*** Begin section ***

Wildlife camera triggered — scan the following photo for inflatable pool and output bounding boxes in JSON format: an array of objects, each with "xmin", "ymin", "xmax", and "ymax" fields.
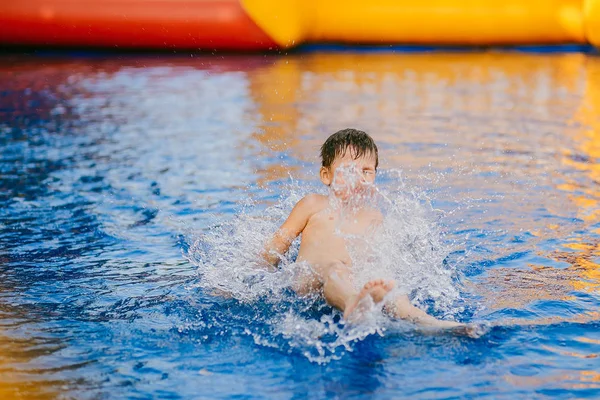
[{"xmin": 1, "ymin": 0, "xmax": 599, "ymax": 50}]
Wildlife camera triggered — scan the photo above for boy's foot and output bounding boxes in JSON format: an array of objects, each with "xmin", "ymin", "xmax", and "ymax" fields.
[
  {"xmin": 344, "ymin": 279, "xmax": 395, "ymax": 320},
  {"xmin": 419, "ymin": 321, "xmax": 487, "ymax": 339},
  {"xmin": 362, "ymin": 279, "xmax": 396, "ymax": 303},
  {"xmin": 448, "ymin": 323, "xmax": 487, "ymax": 339}
]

*** End section ***

### Task objective:
After locating the line containing "Wildlife camera triggered — scan the photo", give that line and every later line of the listing again exactly, up to and including the last.

### Answer to this task:
Wildlife camera triggered — scan the photo above for boy's foot and output bounding boxes in JSON format: an array of objects, each with "xmin", "ymin", "xmax", and "ymax" fields.
[
  {"xmin": 344, "ymin": 279, "xmax": 395, "ymax": 320},
  {"xmin": 419, "ymin": 321, "xmax": 487, "ymax": 339},
  {"xmin": 362, "ymin": 279, "xmax": 396, "ymax": 303},
  {"xmin": 448, "ymin": 323, "xmax": 487, "ymax": 339}
]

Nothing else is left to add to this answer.